FRAGMENTO »

_ _ _

En todos los creyentes hay estas dos naturalezas: la
terrenal y la celestial, el primer hombre y luego el segundo hombre. Pero los
terrenales estamos siendo transformados en celestiales, porque la aprobación de
Dios está sobre el segundo hombre.
En el Antiguo Testamento hay ejemplos emblemáticos de ello.
Abraham tuvo dos hijos: Ismael e Isaac. Ismael era el hijo de la esclava de
Abraham, y como tal, no pudo heredar las riquezas celestiales que representaba
Abraham. Isaac, en cambio, era hijo de «la libre», la anciana Sara. Isaac
representa a Cristo, nacido no según la carne de Abraham y su mujer, sino por
un milagro y por una promesa de Dios. Así, la naturaleza antigua (adánica) «se
burla» de la nueva naturaleza (como Ismael se burlaba de Isaac), le causa
molestia, no pueden convivir juntas, una debe ceder ante la otra. La carne debe
ceder ante el espíritu.
Semejante es la historia de Esaú y Jacob. El primero
menospreció su primogenitura y la vendió al segundo. Así, la bendición de Dios
estuvo una vez más sobre el segundo hombre. «A Jacob amé y a Esaú aborrecí»,
dijo Dios. Antes de morir el anciano Jacob, su hijo José –el segundo hombre más
grande de Egipto– trajo ante su moribundo padre a sus dos hijos para que los
bendijese. Jacob, con gran sensibilidad espiritual, bendijo al menor, Efraín,
por sobre el mayor, Manasés. Ante el reclamo de José, Jacob responde: «Lo sé,
hijo mío, lo sé, pero su hermano menor será más grande que él» (Gén. 48:13-19).

_ _ _

EXTRACTOS DE DATOS »
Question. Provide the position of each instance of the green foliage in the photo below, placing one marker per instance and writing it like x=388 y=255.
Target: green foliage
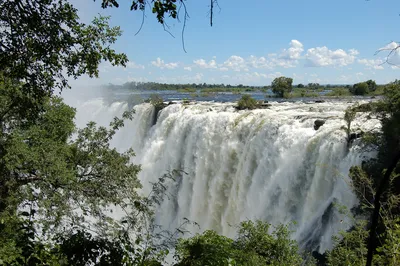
x=254 y=245
x=46 y=41
x=297 y=93
x=339 y=92
x=350 y=247
x=368 y=178
x=281 y=86
x=313 y=86
x=247 y=102
x=156 y=101
x=360 y=89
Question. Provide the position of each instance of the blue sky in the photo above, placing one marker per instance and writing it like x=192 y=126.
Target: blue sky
x=309 y=40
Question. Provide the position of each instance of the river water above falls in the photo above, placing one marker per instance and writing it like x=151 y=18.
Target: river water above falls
x=268 y=164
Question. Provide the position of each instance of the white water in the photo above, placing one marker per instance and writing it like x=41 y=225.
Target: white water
x=264 y=164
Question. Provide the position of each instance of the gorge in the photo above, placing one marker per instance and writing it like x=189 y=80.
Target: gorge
x=269 y=164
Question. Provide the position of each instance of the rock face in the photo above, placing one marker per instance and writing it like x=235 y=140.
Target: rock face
x=354 y=136
x=318 y=123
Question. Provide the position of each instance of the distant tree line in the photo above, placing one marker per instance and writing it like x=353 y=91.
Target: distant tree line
x=281 y=87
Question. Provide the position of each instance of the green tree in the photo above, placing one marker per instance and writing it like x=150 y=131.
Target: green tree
x=255 y=244
x=48 y=180
x=313 y=86
x=282 y=86
x=376 y=181
x=247 y=102
x=371 y=85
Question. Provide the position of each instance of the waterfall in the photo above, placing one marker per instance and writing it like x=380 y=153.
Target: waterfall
x=268 y=164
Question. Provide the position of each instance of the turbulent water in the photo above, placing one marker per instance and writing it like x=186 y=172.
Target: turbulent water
x=268 y=164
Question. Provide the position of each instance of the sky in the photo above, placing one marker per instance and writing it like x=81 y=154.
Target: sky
x=253 y=42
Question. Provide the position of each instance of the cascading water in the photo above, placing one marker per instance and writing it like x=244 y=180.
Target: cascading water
x=268 y=164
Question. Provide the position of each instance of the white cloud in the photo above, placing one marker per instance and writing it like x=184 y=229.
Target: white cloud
x=294 y=52
x=197 y=78
x=393 y=53
x=106 y=66
x=371 y=63
x=203 y=64
x=322 y=56
x=161 y=64
x=258 y=62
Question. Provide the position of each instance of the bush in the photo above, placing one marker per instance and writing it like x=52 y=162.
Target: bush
x=281 y=86
x=247 y=102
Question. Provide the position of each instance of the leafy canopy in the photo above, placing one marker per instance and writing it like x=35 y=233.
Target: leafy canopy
x=282 y=86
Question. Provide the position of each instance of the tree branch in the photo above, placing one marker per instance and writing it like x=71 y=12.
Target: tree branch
x=377 y=205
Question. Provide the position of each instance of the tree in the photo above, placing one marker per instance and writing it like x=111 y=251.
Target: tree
x=247 y=102
x=282 y=86
x=300 y=86
x=376 y=181
x=255 y=244
x=371 y=85
x=47 y=180
x=313 y=86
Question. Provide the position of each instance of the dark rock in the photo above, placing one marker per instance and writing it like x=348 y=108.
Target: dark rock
x=318 y=123
x=354 y=136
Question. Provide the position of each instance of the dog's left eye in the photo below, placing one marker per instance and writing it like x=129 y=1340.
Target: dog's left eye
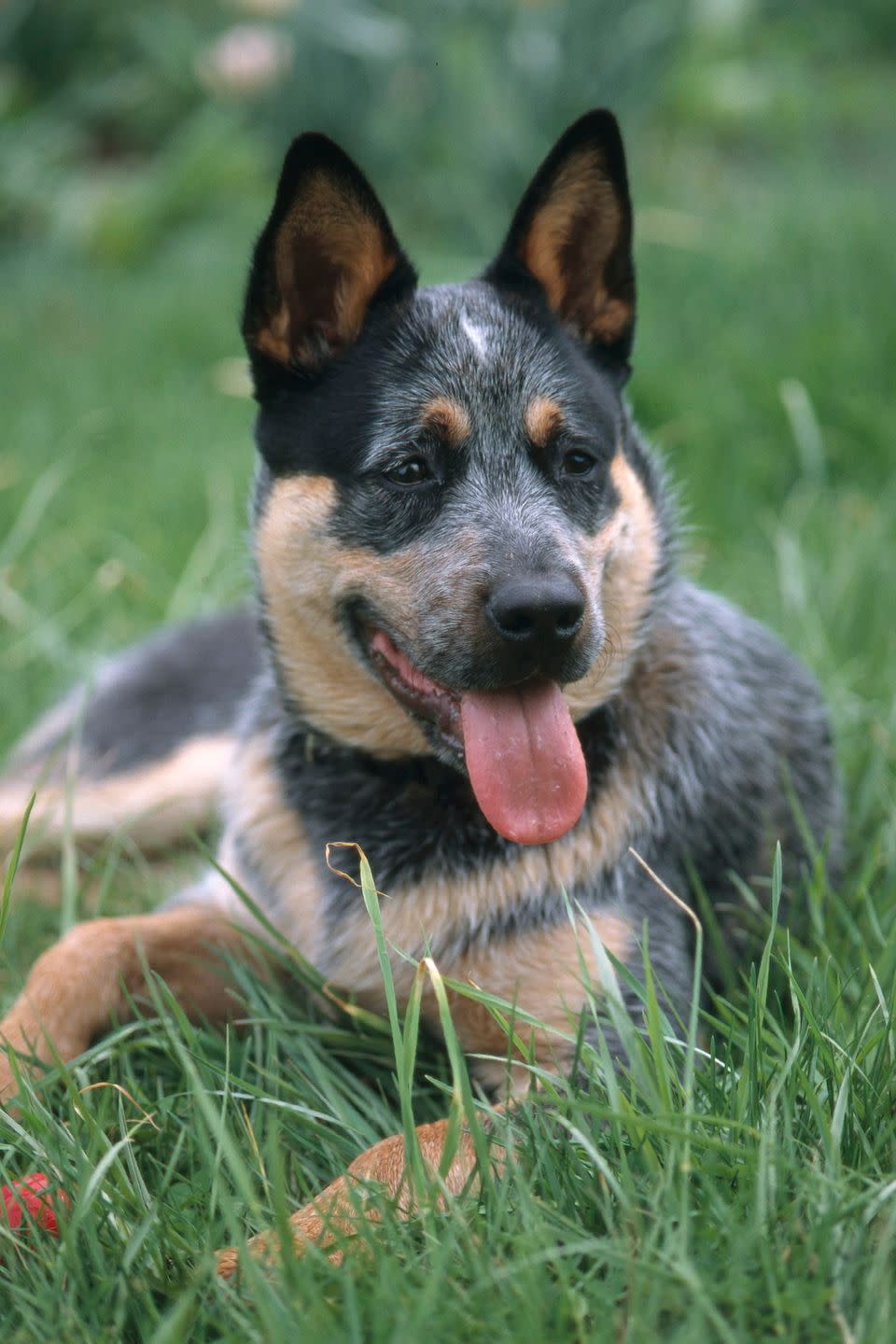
x=577 y=463
x=413 y=470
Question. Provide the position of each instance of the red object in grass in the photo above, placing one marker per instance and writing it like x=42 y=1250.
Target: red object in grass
x=34 y=1197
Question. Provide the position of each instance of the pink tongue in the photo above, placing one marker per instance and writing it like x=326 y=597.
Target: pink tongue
x=525 y=760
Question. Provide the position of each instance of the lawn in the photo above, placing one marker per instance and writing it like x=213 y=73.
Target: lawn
x=735 y=1184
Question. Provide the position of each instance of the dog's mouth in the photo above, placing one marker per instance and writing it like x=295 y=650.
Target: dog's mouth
x=520 y=746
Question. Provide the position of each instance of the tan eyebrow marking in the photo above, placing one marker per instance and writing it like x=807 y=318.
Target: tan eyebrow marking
x=448 y=418
x=543 y=418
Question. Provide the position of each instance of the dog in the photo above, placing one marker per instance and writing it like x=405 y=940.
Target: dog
x=473 y=653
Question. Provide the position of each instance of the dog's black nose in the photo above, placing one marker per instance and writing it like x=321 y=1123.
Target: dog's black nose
x=538 y=610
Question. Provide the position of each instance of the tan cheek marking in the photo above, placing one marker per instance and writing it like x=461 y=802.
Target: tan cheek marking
x=621 y=561
x=543 y=418
x=303 y=574
x=446 y=418
x=259 y=821
x=155 y=804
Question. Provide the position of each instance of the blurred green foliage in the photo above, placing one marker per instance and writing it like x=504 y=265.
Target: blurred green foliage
x=119 y=121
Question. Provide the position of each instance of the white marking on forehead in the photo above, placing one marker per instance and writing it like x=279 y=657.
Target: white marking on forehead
x=476 y=335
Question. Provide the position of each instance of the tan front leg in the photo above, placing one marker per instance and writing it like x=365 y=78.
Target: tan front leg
x=336 y=1211
x=85 y=980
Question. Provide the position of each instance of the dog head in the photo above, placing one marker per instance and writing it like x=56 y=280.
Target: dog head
x=455 y=538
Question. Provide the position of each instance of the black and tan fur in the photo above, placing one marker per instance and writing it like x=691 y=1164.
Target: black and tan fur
x=426 y=455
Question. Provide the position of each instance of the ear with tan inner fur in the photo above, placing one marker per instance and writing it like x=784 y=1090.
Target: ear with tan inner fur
x=572 y=234
x=324 y=256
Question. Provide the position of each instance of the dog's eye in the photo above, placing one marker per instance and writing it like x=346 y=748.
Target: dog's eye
x=413 y=470
x=577 y=463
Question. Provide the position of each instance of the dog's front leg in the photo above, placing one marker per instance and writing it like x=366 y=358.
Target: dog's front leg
x=89 y=977
x=337 y=1210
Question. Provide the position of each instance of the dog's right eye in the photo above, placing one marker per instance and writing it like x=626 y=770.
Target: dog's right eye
x=413 y=470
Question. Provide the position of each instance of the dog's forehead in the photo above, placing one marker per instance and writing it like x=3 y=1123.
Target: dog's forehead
x=469 y=344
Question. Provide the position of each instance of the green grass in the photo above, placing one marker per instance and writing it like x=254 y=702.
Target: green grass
x=749 y=1197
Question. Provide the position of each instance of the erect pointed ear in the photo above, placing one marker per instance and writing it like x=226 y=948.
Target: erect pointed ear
x=572 y=234
x=324 y=256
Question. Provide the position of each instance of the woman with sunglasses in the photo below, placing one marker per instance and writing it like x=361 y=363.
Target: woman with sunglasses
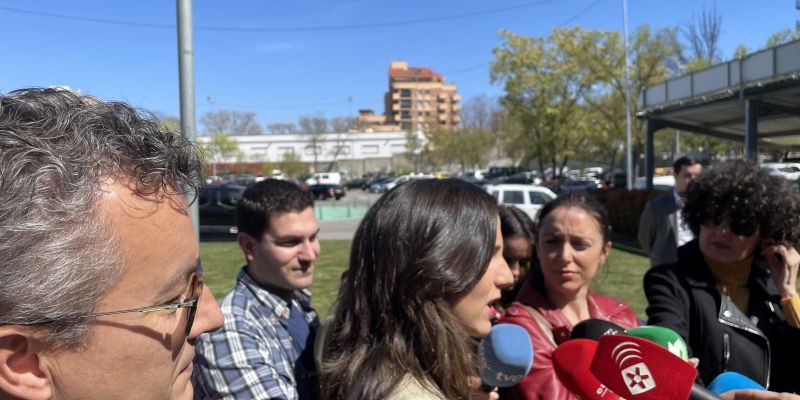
x=732 y=293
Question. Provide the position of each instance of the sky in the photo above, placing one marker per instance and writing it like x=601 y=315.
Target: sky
x=286 y=59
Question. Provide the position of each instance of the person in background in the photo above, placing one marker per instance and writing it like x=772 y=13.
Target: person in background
x=265 y=348
x=572 y=246
x=425 y=267
x=102 y=294
x=518 y=241
x=732 y=293
x=662 y=229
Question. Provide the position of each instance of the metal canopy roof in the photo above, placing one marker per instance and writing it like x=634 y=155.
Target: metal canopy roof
x=713 y=101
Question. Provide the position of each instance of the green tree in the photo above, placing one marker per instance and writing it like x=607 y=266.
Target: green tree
x=782 y=36
x=220 y=148
x=543 y=88
x=652 y=55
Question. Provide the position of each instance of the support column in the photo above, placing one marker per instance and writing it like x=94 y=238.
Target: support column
x=751 y=109
x=649 y=152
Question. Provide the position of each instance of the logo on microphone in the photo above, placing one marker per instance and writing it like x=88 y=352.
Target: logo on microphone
x=637 y=377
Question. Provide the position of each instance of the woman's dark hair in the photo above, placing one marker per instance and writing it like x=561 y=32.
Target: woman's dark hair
x=514 y=222
x=749 y=197
x=419 y=249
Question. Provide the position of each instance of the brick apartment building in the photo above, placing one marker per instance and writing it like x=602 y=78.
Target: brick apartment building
x=418 y=98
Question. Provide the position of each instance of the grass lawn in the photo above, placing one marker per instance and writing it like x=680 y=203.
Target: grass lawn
x=222 y=261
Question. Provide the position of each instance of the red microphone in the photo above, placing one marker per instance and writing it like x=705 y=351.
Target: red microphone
x=637 y=368
x=571 y=362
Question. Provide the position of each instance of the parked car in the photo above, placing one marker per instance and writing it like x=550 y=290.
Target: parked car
x=379 y=186
x=584 y=184
x=320 y=178
x=664 y=183
x=217 y=208
x=789 y=171
x=326 y=191
x=528 y=198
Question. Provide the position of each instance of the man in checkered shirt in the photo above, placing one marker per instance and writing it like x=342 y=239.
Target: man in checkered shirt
x=264 y=349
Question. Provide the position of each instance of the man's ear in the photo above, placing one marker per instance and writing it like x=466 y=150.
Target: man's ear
x=247 y=243
x=21 y=370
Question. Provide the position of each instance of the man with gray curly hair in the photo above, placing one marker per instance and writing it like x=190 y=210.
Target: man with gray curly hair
x=101 y=289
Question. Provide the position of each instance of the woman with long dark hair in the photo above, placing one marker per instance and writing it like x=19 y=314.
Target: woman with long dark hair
x=425 y=267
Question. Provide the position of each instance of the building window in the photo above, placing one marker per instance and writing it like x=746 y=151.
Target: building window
x=369 y=149
x=343 y=150
x=310 y=150
x=282 y=151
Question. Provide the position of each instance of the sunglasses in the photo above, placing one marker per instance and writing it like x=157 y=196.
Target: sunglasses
x=192 y=298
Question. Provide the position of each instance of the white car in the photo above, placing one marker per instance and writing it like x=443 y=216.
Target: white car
x=663 y=182
x=528 y=198
x=790 y=171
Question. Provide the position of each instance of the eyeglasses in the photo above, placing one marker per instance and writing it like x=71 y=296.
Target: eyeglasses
x=195 y=289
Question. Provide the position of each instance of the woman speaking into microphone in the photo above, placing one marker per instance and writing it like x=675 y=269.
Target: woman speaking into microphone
x=425 y=267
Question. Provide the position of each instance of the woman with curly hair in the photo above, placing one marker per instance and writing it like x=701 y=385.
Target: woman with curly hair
x=732 y=293
x=425 y=266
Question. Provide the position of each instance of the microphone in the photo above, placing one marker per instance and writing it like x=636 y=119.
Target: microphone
x=728 y=381
x=505 y=356
x=638 y=369
x=571 y=361
x=665 y=337
x=593 y=328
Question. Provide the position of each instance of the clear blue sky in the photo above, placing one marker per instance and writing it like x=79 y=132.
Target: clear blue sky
x=276 y=66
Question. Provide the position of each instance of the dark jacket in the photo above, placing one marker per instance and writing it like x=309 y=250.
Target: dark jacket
x=542 y=382
x=685 y=297
x=658 y=227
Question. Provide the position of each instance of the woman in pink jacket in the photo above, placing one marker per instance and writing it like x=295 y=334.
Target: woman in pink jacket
x=571 y=246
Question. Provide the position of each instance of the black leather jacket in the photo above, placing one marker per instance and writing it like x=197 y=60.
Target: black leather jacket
x=684 y=297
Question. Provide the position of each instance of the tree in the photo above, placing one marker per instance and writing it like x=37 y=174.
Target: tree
x=652 y=55
x=282 y=129
x=702 y=33
x=781 y=37
x=545 y=84
x=230 y=122
x=220 y=148
x=478 y=112
x=314 y=126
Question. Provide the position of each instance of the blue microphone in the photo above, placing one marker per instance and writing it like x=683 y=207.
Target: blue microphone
x=727 y=381
x=505 y=356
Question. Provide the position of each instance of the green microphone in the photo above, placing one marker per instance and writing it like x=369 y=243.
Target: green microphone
x=664 y=337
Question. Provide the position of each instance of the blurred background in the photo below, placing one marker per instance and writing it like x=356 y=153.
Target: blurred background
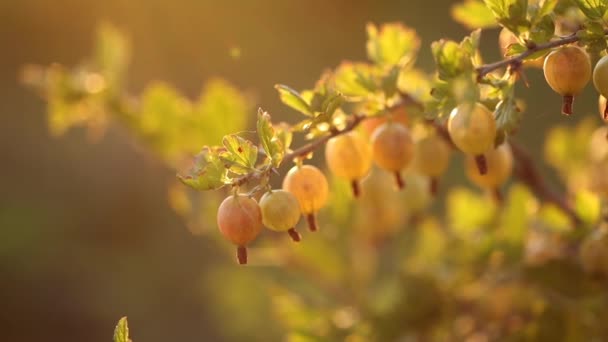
x=86 y=235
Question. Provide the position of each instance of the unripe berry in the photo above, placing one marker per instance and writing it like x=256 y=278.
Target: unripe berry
x=398 y=114
x=240 y=220
x=473 y=130
x=567 y=71
x=432 y=158
x=310 y=187
x=349 y=156
x=594 y=252
x=500 y=166
x=393 y=149
x=281 y=212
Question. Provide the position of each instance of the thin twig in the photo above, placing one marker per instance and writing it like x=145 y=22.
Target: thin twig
x=518 y=60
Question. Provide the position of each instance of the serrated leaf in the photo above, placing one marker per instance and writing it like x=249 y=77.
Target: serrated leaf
x=208 y=171
x=293 y=99
x=392 y=44
x=121 y=332
x=474 y=14
x=240 y=155
x=355 y=79
x=593 y=9
x=272 y=145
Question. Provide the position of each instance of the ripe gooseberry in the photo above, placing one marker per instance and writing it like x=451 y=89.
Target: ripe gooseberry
x=397 y=114
x=600 y=81
x=473 y=130
x=393 y=149
x=240 y=220
x=281 y=212
x=500 y=166
x=349 y=156
x=567 y=71
x=432 y=158
x=311 y=189
x=594 y=252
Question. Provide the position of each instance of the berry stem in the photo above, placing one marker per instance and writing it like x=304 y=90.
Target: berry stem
x=295 y=236
x=434 y=186
x=497 y=194
x=567 y=102
x=482 y=164
x=312 y=222
x=356 y=188
x=399 y=180
x=241 y=255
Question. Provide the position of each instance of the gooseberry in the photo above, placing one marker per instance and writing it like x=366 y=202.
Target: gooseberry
x=240 y=220
x=393 y=149
x=473 y=130
x=311 y=189
x=567 y=71
x=600 y=81
x=349 y=156
x=281 y=212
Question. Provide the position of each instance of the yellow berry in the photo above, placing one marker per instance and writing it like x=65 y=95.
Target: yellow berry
x=240 y=220
x=500 y=165
x=349 y=156
x=311 y=189
x=472 y=128
x=281 y=212
x=567 y=71
x=393 y=148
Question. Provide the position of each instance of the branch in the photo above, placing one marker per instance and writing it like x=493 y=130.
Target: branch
x=306 y=149
x=517 y=61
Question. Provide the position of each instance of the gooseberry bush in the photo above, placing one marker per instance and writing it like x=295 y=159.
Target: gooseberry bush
x=398 y=254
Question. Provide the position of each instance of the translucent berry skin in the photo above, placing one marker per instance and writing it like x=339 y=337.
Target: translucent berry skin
x=310 y=187
x=432 y=156
x=398 y=115
x=392 y=146
x=600 y=76
x=239 y=219
x=500 y=167
x=567 y=71
x=349 y=156
x=472 y=128
x=280 y=210
x=594 y=252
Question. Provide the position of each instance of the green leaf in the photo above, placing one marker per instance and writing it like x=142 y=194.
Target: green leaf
x=474 y=14
x=208 y=171
x=293 y=99
x=392 y=44
x=593 y=9
x=241 y=154
x=355 y=79
x=121 y=332
x=272 y=145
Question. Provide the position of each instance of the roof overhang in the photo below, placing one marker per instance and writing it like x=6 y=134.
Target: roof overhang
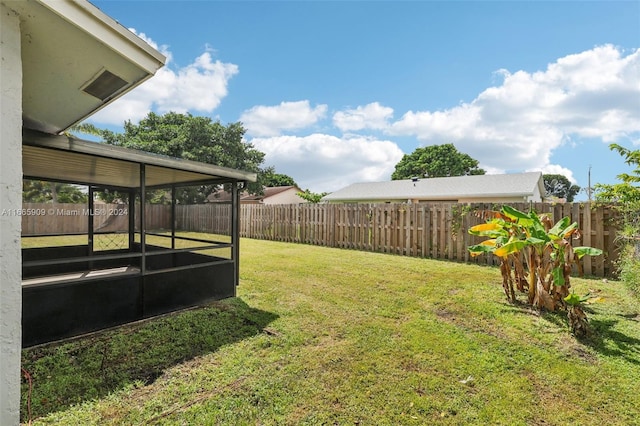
x=68 y=159
x=76 y=60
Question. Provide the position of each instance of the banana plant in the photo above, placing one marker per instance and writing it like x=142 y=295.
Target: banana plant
x=534 y=253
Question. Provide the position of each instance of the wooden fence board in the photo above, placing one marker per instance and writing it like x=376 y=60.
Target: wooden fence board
x=429 y=230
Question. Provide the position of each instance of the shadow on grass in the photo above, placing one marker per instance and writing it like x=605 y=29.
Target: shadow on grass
x=610 y=342
x=67 y=373
x=603 y=337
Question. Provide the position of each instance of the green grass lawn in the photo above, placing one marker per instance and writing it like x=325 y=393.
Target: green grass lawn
x=328 y=336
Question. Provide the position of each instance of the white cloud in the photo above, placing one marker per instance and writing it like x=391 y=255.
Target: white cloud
x=518 y=124
x=370 y=116
x=325 y=163
x=199 y=87
x=266 y=121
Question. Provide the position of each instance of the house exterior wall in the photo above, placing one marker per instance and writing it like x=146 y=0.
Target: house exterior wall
x=10 y=221
x=290 y=196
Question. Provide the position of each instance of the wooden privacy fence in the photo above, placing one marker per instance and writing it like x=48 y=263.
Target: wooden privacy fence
x=429 y=230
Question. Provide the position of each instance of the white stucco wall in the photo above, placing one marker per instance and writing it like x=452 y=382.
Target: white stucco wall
x=10 y=203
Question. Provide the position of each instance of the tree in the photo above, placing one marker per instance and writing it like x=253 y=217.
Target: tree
x=38 y=191
x=311 y=197
x=270 y=178
x=191 y=138
x=560 y=186
x=436 y=161
x=626 y=194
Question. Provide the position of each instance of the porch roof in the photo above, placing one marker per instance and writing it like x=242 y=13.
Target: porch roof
x=72 y=160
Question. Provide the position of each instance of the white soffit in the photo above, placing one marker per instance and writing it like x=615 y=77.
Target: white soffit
x=66 y=46
x=73 y=160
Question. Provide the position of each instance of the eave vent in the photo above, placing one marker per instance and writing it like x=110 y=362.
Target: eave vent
x=105 y=85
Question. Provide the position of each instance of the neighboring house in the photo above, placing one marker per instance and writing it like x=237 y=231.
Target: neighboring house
x=504 y=188
x=271 y=195
x=62 y=61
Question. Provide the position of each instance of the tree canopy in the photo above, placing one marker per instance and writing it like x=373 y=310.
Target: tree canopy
x=436 y=161
x=270 y=178
x=625 y=194
x=191 y=138
x=560 y=186
x=312 y=197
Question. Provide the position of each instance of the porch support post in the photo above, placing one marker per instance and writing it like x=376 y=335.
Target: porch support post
x=10 y=224
x=90 y=222
x=143 y=224
x=173 y=216
x=132 y=219
x=235 y=234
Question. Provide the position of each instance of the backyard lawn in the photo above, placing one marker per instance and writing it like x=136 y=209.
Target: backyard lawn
x=329 y=336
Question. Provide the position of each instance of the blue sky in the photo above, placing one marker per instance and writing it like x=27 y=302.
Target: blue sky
x=335 y=92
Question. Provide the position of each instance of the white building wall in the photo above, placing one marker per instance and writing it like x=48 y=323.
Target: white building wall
x=10 y=203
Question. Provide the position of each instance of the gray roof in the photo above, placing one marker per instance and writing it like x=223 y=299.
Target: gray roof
x=444 y=188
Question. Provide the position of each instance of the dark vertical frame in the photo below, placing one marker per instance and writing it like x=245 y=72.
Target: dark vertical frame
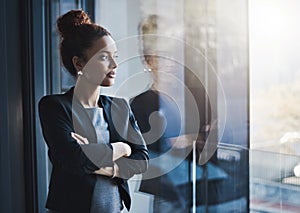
x=12 y=179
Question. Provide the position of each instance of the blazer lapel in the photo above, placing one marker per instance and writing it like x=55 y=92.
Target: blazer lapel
x=81 y=121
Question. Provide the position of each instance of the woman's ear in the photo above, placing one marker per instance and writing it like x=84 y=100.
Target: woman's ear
x=77 y=63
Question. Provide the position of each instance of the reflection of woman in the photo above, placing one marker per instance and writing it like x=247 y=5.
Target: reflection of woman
x=93 y=140
x=159 y=119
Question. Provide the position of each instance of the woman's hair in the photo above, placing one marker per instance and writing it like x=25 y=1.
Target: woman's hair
x=77 y=34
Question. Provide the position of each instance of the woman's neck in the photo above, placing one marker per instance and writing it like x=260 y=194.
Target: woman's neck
x=87 y=94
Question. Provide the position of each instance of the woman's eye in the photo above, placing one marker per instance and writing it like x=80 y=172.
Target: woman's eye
x=103 y=57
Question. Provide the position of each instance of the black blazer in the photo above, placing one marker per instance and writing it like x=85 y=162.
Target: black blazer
x=72 y=182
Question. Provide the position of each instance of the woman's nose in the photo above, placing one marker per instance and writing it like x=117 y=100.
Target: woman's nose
x=113 y=64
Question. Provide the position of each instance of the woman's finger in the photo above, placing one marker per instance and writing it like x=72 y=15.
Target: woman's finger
x=79 y=139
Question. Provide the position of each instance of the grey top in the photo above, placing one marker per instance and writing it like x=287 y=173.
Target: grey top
x=106 y=196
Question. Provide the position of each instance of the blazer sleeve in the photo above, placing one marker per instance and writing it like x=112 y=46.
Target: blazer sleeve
x=64 y=151
x=137 y=162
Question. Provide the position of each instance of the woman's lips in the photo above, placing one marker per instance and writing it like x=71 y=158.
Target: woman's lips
x=111 y=74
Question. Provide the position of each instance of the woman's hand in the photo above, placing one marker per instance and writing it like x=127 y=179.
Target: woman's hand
x=120 y=149
x=80 y=140
x=108 y=171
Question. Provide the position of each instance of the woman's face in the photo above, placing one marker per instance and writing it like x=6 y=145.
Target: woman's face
x=100 y=68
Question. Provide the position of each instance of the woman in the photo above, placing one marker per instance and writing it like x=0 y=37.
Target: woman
x=158 y=113
x=93 y=140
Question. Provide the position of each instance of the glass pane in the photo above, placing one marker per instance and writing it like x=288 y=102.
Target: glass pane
x=206 y=44
x=274 y=96
x=219 y=30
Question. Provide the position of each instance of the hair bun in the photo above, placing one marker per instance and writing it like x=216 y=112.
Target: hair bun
x=67 y=23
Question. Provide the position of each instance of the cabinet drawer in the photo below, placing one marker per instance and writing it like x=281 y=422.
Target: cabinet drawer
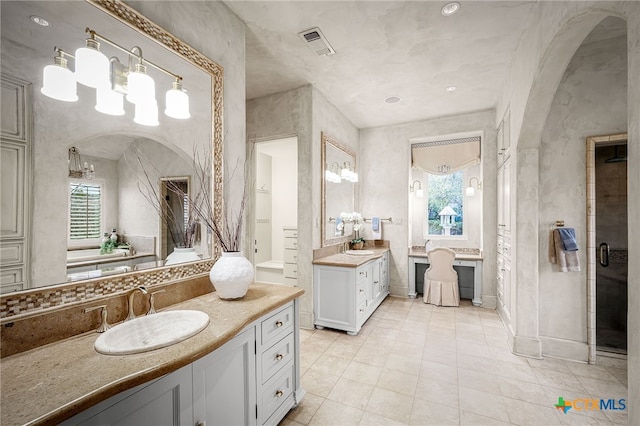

_ _ _

PROBLEMA PLANTEADO » Prolongue el fragmento sobre las dos naturalezas del creyente a partir de la cita de Génesis con la que concluye.

RESULTADO OBTENIDO »
Una vez más se cumple el principio espiritual, el segundo llegará más lejos que
el primero.
La primera generación de israelitas que salieron de Egipto,
figura de la carne, de la naturaleza adánica de la cual hay que despojarse,
desapareció toda en el desierto, excepto Josué y Caleb. La segunda generación,
en cambio –figura del segundo hombre y figura de la resurrección– va mucho más
lejos, toma posesión de la buena tierra y agrada el corazón de Dios.
Más tarde, Saúl, el primer rey de Israel, que representa la
rebeldía y la obstinación, fracasa estrepitosamente. Luego se levantará David,
tipo de Cristo y antecesor en su linaje, un hombre quebrantado y sometido que
llora muchas veces en presencia de su Dios. Este segundo hombre, sin ser
perfecto, se humilló ante su Dios y vino a ser un tipo de Cristo. Una vez más
Dios bendice y se agrada del «segundo hombre».
Debemos cuidar, amados, no estar todavía enredados en las
marañas del primer hombre, sino gozando de los frutos de la vida celestial
conforme a la imagen del Segundo Hombre: Cristo.
Dios los bendiga.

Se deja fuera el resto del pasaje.